* **What to produce**:
Locate every line in the listing below that contains the string "block" and copy each one. Case counts.
BEGIN Data for the task
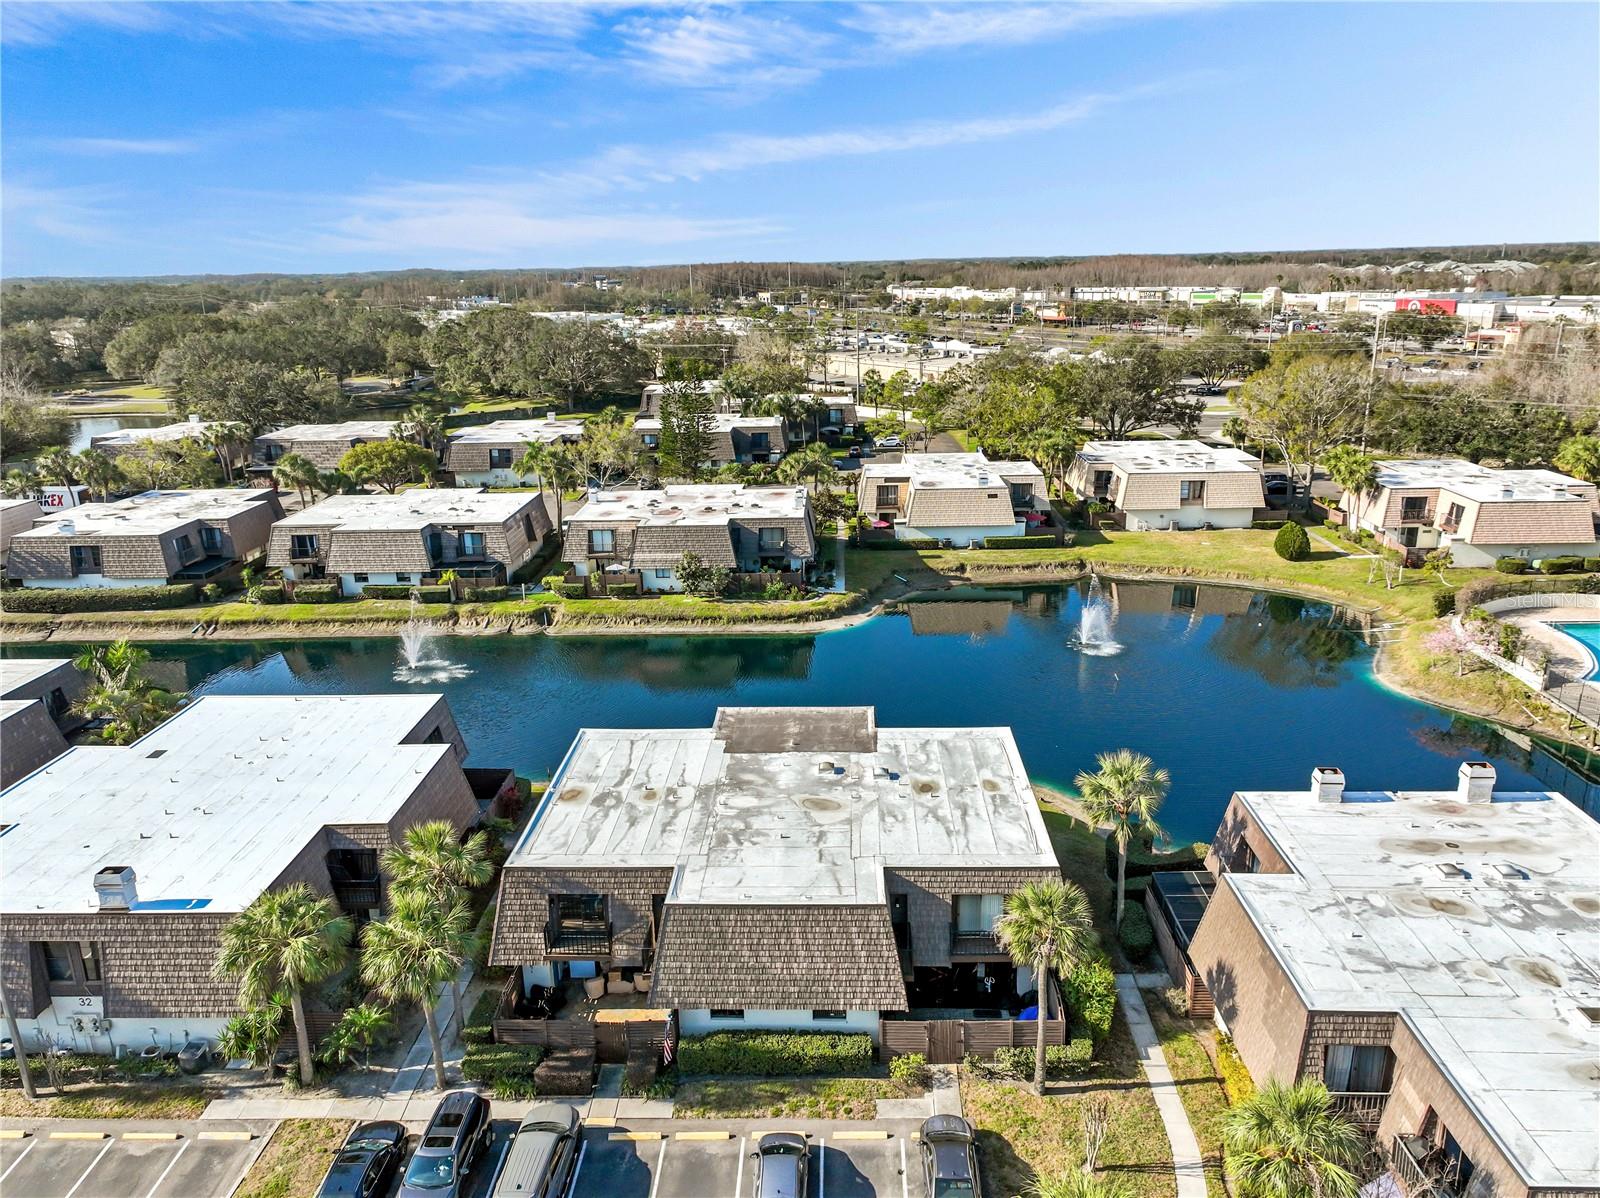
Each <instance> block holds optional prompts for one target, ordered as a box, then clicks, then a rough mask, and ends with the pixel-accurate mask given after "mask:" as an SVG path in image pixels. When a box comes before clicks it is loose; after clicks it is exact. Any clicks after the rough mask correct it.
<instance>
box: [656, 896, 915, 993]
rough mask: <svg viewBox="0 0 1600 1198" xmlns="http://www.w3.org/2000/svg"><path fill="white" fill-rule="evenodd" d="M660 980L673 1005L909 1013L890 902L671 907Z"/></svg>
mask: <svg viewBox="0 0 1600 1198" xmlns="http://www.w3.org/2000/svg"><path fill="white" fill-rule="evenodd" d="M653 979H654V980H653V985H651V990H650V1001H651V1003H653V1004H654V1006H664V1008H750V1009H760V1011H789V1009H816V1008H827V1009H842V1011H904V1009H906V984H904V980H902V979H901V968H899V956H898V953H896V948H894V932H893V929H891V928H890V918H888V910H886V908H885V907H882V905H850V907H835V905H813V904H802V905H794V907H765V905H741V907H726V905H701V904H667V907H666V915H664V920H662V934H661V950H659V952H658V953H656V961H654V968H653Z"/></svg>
END Data for the task
BEGIN Data for the task
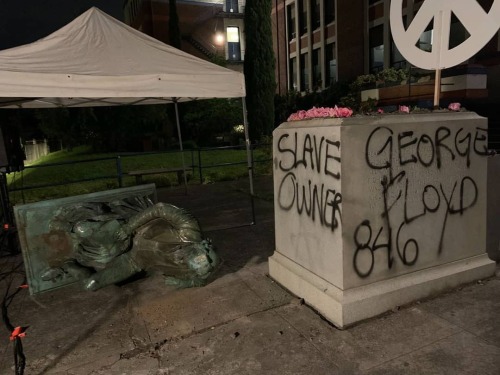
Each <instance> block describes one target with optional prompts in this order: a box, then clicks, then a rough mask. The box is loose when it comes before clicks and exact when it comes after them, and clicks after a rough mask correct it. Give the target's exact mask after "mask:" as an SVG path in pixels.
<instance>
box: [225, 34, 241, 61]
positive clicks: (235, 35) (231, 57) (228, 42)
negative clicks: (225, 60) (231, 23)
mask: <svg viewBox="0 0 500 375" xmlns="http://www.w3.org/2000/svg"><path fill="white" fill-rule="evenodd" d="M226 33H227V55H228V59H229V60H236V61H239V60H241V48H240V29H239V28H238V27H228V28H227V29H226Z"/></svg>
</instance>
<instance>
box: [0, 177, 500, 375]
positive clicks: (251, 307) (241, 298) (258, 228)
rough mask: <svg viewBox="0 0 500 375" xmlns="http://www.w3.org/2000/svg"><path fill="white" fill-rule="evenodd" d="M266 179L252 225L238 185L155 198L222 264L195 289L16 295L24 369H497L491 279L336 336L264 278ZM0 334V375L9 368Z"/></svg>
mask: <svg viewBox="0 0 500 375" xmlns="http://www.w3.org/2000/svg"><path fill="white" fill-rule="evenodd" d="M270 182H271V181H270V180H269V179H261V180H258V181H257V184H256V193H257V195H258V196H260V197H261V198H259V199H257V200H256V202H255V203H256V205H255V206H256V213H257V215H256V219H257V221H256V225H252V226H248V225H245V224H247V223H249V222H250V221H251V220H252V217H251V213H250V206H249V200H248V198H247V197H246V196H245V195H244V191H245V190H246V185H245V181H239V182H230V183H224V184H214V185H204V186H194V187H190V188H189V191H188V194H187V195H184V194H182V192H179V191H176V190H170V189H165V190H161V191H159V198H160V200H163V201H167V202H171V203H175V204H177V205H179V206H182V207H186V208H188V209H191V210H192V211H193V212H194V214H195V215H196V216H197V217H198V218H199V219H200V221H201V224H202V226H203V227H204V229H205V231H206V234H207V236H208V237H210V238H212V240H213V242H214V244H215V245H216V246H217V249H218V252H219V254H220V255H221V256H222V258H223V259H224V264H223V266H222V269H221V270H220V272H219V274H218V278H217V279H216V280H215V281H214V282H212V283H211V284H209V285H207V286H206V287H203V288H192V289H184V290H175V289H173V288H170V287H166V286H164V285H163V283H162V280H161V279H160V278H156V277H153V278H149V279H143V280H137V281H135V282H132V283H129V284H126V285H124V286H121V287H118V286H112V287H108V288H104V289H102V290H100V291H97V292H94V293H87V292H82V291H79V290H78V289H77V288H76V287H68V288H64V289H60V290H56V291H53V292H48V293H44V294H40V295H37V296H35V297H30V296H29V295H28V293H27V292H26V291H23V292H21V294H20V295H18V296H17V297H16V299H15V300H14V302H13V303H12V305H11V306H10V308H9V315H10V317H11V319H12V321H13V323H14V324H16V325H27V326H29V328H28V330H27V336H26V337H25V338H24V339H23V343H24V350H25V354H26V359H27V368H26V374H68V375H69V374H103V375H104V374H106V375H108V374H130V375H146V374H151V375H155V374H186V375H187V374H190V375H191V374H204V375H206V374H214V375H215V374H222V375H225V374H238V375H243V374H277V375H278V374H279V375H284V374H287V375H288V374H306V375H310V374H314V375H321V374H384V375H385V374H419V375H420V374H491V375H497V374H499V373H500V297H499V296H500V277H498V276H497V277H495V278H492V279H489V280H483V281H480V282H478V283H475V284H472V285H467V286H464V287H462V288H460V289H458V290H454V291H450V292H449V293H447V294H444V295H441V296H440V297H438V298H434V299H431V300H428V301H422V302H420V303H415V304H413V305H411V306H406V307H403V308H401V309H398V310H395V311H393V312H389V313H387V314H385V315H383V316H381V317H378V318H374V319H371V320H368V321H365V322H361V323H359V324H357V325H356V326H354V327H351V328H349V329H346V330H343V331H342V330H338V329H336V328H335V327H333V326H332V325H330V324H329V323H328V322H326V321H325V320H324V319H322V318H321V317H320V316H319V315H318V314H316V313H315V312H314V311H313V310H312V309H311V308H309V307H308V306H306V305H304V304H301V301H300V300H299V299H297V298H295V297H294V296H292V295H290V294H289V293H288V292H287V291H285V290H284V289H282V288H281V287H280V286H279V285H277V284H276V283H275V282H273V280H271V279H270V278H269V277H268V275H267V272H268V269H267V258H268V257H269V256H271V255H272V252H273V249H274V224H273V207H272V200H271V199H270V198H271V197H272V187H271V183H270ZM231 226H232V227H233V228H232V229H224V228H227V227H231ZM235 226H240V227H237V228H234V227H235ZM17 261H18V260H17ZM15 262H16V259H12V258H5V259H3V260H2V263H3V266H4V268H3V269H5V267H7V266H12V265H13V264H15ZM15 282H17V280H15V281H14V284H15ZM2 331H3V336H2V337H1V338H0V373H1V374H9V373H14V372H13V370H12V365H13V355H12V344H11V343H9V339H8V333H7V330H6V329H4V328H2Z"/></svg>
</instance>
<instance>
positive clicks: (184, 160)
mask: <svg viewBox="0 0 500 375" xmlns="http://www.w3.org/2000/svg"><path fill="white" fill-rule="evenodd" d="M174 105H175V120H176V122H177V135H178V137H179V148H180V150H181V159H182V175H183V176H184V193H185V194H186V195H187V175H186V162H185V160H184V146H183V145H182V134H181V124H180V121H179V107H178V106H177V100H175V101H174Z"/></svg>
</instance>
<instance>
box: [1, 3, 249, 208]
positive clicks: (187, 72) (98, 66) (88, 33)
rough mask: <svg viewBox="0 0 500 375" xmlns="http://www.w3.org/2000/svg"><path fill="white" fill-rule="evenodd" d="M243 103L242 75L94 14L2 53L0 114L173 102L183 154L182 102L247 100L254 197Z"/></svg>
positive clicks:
END Data for the task
BEGIN Data for the task
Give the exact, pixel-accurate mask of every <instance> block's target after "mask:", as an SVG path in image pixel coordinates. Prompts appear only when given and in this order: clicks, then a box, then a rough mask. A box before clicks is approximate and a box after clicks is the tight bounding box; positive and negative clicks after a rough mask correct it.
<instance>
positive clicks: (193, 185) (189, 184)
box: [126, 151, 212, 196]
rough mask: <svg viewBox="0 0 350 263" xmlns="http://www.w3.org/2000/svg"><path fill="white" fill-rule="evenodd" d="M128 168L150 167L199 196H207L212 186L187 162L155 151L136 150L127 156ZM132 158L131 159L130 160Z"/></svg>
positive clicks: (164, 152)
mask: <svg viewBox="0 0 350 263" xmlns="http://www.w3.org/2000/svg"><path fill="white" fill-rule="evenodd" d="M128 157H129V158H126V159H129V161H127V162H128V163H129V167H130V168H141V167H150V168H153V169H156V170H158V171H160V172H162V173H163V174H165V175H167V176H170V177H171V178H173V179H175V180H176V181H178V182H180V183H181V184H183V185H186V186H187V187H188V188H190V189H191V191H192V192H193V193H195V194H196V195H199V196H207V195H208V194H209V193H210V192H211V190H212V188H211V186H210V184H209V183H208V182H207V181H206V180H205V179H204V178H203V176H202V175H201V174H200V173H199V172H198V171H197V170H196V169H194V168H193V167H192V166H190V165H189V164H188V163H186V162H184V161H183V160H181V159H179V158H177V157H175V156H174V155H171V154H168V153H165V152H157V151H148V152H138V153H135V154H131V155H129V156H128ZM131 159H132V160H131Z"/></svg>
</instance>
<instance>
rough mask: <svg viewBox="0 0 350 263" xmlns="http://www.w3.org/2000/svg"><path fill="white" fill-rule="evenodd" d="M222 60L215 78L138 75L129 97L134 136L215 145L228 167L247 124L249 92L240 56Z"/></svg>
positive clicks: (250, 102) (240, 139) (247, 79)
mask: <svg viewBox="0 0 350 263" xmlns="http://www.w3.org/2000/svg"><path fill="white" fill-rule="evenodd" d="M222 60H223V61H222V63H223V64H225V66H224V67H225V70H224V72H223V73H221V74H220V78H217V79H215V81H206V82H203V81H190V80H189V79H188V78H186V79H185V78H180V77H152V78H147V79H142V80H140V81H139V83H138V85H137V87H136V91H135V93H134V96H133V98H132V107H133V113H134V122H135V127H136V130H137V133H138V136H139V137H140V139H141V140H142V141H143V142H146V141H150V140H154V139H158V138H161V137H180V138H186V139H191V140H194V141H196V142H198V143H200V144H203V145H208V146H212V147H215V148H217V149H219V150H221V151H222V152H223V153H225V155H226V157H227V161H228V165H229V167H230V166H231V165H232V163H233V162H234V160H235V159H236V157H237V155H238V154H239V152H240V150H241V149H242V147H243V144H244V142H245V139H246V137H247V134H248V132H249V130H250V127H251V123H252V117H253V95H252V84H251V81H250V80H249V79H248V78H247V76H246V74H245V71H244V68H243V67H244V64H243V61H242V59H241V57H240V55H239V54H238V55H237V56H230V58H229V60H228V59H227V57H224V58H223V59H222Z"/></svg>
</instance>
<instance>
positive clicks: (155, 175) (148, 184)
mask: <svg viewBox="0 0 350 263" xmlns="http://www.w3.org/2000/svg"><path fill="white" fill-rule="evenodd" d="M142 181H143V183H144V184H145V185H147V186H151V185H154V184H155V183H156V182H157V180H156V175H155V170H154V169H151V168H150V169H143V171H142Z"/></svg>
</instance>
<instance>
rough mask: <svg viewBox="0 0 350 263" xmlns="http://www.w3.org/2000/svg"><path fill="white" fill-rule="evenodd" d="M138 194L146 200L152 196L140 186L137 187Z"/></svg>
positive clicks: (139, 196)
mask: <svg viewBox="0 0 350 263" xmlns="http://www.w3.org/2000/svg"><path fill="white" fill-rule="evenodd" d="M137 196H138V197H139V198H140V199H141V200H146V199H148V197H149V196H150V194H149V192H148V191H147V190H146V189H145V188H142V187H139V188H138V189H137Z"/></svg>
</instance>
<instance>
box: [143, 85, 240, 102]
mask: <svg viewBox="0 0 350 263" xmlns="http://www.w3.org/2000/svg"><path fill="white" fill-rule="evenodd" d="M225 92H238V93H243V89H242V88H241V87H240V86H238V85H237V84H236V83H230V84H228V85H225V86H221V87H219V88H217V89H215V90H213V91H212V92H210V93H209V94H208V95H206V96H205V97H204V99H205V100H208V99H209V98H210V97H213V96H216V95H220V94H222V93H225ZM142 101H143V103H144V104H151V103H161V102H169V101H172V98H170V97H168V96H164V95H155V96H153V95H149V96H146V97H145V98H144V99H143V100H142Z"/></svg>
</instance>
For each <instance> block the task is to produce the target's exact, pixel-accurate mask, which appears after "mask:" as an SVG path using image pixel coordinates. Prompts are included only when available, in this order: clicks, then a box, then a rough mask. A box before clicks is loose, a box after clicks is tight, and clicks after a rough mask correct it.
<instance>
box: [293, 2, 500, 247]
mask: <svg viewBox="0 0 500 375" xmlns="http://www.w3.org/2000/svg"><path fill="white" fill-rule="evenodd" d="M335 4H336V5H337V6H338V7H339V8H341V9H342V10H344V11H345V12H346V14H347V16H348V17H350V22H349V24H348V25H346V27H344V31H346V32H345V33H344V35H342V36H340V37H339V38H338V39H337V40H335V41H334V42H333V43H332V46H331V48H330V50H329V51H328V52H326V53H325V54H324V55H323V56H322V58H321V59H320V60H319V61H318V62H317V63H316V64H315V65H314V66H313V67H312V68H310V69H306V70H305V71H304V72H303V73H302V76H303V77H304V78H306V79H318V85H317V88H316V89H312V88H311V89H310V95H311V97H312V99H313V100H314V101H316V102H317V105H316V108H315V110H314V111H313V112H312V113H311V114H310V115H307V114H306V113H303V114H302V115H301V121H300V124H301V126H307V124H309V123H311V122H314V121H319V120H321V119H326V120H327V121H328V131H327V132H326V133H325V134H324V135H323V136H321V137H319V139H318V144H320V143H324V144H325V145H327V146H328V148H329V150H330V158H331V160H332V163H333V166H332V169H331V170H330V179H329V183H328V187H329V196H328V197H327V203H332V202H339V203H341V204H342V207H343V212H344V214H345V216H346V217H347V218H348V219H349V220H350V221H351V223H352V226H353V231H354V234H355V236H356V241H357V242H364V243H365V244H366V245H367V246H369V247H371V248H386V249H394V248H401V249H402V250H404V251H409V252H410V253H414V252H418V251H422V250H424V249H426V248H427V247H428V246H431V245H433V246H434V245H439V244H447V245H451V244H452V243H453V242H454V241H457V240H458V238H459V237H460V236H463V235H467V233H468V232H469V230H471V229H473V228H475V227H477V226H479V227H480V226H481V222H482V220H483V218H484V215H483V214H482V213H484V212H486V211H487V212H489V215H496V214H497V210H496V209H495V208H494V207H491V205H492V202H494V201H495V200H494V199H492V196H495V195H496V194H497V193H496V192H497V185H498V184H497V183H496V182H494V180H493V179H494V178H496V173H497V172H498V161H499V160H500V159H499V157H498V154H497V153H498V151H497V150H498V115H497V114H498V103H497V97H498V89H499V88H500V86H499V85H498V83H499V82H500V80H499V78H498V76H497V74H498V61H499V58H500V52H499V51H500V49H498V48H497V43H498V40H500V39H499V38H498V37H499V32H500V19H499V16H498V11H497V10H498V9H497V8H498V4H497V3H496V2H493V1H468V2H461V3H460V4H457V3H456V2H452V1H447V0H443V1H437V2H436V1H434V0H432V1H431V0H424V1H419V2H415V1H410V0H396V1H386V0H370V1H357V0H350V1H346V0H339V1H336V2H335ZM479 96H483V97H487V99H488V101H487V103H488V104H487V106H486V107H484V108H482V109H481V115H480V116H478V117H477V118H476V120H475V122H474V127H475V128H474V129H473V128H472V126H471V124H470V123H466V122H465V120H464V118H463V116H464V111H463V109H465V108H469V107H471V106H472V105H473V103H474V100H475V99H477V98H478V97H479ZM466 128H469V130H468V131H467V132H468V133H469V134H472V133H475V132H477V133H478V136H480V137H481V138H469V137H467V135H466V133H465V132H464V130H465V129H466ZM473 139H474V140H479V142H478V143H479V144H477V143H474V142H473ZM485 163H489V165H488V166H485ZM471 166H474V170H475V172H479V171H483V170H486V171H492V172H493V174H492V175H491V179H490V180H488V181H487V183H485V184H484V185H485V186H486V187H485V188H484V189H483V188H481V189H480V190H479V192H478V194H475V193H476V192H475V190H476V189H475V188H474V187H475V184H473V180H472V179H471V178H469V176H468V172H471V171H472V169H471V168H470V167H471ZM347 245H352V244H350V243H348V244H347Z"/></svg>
END Data for the task
* **Completed exercise**:
Each <instance> block holds optional prompts for one target, ordered as a box, then clicks, then a rough mask, and ends with the pixel-accurate mask given after "mask:" as an SVG path in image pixels. When a box comes before clicks it is loose; after clicks it is exact. Any clicks after the rough mask correct it.
Each <instance> block describes one target with optional prompts in this order: a box, then clicks, then a rough mask. The box is loose when it comes before clicks and exact when it comes after them, and clicks after a rough mask correct it. Give the target's exact mask after "mask:" as an SVG path in pixels.
Give the exact, pixel-accurate mask of every <instance> block's target after "mask:", as an SVG path in image pixel coordinates. Prompts appear only when given and in this order: clicks, then a box, then a rough mask. A box before clicks is approximate and a box after clicks is the tight bounding box; positive and negative clicks after a rough mask correct it.
For each <instance> block the task is to produce the target's exact, pixel-accurate mask, which appears after "mask:" as an SVG path using image pixel coordinates. Prompts are included only when available, in this order: clicks, then a box, then a rough mask. A box before clicks is loose, a box after clicks is tight, and clicks after a rough mask correct it.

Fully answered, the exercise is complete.